_THE EXERCISE:_
Copy the data exactly; pictures stay out of the copy.

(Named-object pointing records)
******
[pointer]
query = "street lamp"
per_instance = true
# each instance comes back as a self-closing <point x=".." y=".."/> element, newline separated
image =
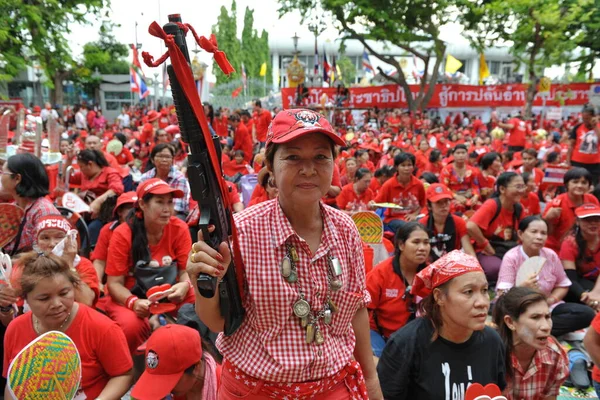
<point x="96" y="76"/>
<point x="38" y="73"/>
<point x="156" y="90"/>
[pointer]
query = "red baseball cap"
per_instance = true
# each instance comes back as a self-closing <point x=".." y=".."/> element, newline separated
<point x="437" y="191"/>
<point x="169" y="352"/>
<point x="291" y="124"/>
<point x="157" y="186"/>
<point x="587" y="210"/>
<point x="125" y="198"/>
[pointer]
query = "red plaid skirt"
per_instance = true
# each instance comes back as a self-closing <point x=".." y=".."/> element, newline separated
<point x="347" y="384"/>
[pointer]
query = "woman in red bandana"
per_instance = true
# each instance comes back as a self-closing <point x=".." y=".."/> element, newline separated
<point x="438" y="355"/>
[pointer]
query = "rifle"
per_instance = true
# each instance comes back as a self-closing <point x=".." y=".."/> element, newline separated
<point x="206" y="190"/>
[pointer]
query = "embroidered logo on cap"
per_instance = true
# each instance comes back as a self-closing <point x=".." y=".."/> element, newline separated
<point x="152" y="360"/>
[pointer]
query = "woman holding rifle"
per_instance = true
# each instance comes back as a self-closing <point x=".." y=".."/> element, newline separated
<point x="306" y="328"/>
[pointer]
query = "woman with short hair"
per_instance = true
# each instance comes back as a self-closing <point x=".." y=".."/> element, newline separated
<point x="48" y="285"/>
<point x="25" y="179"/>
<point x="536" y="364"/>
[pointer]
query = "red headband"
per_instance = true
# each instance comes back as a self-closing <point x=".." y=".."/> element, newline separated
<point x="448" y="267"/>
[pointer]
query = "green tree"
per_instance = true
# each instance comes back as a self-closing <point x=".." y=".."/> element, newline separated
<point x="412" y="25"/>
<point x="348" y="70"/>
<point x="226" y="32"/>
<point x="34" y="30"/>
<point x="106" y="55"/>
<point x="541" y="33"/>
<point x="255" y="52"/>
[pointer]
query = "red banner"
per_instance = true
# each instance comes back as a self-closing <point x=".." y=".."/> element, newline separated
<point x="392" y="96"/>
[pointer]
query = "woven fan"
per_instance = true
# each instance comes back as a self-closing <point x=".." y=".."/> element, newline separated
<point x="369" y="226"/>
<point x="49" y="368"/>
<point x="10" y="219"/>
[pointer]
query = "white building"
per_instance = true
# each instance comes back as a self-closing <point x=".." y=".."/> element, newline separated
<point x="499" y="60"/>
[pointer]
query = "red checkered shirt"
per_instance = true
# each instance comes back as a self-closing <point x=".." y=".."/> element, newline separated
<point x="547" y="371"/>
<point x="36" y="210"/>
<point x="270" y="344"/>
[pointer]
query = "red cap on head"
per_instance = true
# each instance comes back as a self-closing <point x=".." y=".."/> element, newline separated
<point x="157" y="186"/>
<point x="437" y="191"/>
<point x="448" y="267"/>
<point x="52" y="222"/>
<point x="169" y="352"/>
<point x="291" y="124"/>
<point x="587" y="210"/>
<point x="125" y="198"/>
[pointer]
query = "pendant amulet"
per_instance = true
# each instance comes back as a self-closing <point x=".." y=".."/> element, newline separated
<point x="310" y="333"/>
<point x="319" y="339"/>
<point x="286" y="267"/>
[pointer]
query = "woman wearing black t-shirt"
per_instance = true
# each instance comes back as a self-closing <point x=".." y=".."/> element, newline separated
<point x="438" y="355"/>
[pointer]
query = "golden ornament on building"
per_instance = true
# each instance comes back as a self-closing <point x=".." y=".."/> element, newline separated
<point x="295" y="72"/>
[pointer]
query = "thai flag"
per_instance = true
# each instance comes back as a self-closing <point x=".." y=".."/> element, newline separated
<point x="326" y="68"/>
<point x="316" y="58"/>
<point x="138" y="85"/>
<point x="554" y="174"/>
<point x="367" y="63"/>
<point x="244" y="76"/>
<point x="136" y="76"/>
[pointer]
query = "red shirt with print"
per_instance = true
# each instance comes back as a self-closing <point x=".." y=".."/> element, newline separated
******
_RESULT FOR THIS EXERCISE:_
[pointer]
query = "street lamp"
per_instance = true
# each instance comes back as a self-closing <point x=".." y=".."/> element, newline separated
image =
<point x="96" y="76"/>
<point x="38" y="73"/>
<point x="156" y="90"/>
[pointer]
query = "red baseball cap"
per_instance = true
# each instance comes back as a self-closing <point x=".." y=".."/> element, newline separated
<point x="437" y="191"/>
<point x="169" y="352"/>
<point x="291" y="124"/>
<point x="157" y="186"/>
<point x="587" y="210"/>
<point x="125" y="198"/>
[pointer]
query = "red plaid skirt"
per_instance = true
# each instance comes back as a self-closing <point x=".." y=".."/> element, newline separated
<point x="347" y="384"/>
[pointer]
query = "woman in red bandana"
per_instance = true
# each instance comes back as a self-closing <point x=".." y=".."/> element, newline separated
<point x="438" y="355"/>
[pointer]
query = "rifle"
per_instance = true
# each instance comes back as a self-closing <point x=".." y=".."/> element, newline separated
<point x="206" y="190"/>
[pointer]
query = "embroidered logo on cap"
per_instance = true
# each instance comes back as a self-closing <point x=".." y=".."/> element, newline separated
<point x="152" y="360"/>
[pointer]
query = "woman holding rifle"
per_instance = true
# each instance comes back as a self-closing <point x=".." y=".."/> element, newline separated
<point x="306" y="328"/>
[pointer]
query = "woman with short hair"
per_instance = true
# each instance comes back as a self-closing <point x=".." y=".."/> element, newline separated
<point x="48" y="285"/>
<point x="25" y="179"/>
<point x="536" y="364"/>
[pointer]
query = "red headband"
per_instance = true
# each instance comes back as a self-closing <point x=".." y=".."/> element, newline separated
<point x="448" y="267"/>
[pointer]
query = "green tree"
per_instance = true
# each instance comes back as a self-closing <point x=".." y=".."/> element, newline separated
<point x="412" y="25"/>
<point x="348" y="70"/>
<point x="226" y="32"/>
<point x="34" y="30"/>
<point x="106" y="55"/>
<point x="541" y="33"/>
<point x="255" y="52"/>
[pointer]
query = "red banner"
per_instance = true
# each instance comes back as a self-closing <point x=".." y=".."/> element, newline separated
<point x="392" y="96"/>
[pointer]
query = "woven fan"
per_instance = true
# each instance comes back as a self-closing <point x=".." y=".."/> element, newline separated
<point x="369" y="226"/>
<point x="49" y="368"/>
<point x="10" y="219"/>
[pointer]
query = "white building"
per_instance = true
# each instance comes back as a self-closing <point x=".." y=".."/> element, newline separated
<point x="499" y="60"/>
[pointer]
query = "red checkered shirt"
per_instance = true
# each instance comes back as a self-closing <point x=".." y=".."/> element, newline separated
<point x="547" y="371"/>
<point x="36" y="210"/>
<point x="270" y="344"/>
[pointer]
query = "red cap on head"
per_instance = true
# each instance comes back as a self-closing <point x=".." y=".."/> element, newline separated
<point x="157" y="186"/>
<point x="437" y="191"/>
<point x="448" y="267"/>
<point x="52" y="222"/>
<point x="169" y="352"/>
<point x="291" y="124"/>
<point x="587" y="210"/>
<point x="125" y="198"/>
[pointer]
query = "pendant amulet"
per_instance = true
# each instance comes back as a self-closing <point x=".." y=".."/> element, newline separated
<point x="310" y="333"/>
<point x="319" y="339"/>
<point x="286" y="267"/>
[pointer]
query = "woman wearing black t-shirt"
per_instance = true
# each instance comes back as a self-closing <point x=".." y=".."/> element, newline separated
<point x="438" y="355"/>
[pointer]
query = "golden ornament on building"
per_instance = true
# each instance comes back as a self-closing <point x=".." y=".."/> element, newline separated
<point x="295" y="72"/>
[pointer]
query = "thai flag"
per_instance = true
# each instance comes back as a self-closing <point x=".." y=".."/> element, newline separated
<point x="326" y="68"/>
<point x="316" y="58"/>
<point x="138" y="85"/>
<point x="554" y="174"/>
<point x="367" y="63"/>
<point x="244" y="76"/>
<point x="136" y="76"/>
[pointer]
query = "red shirt with print"
per_instance = true
# each instance comes back as a self-closing <point x=".." y=".."/> element, newline separated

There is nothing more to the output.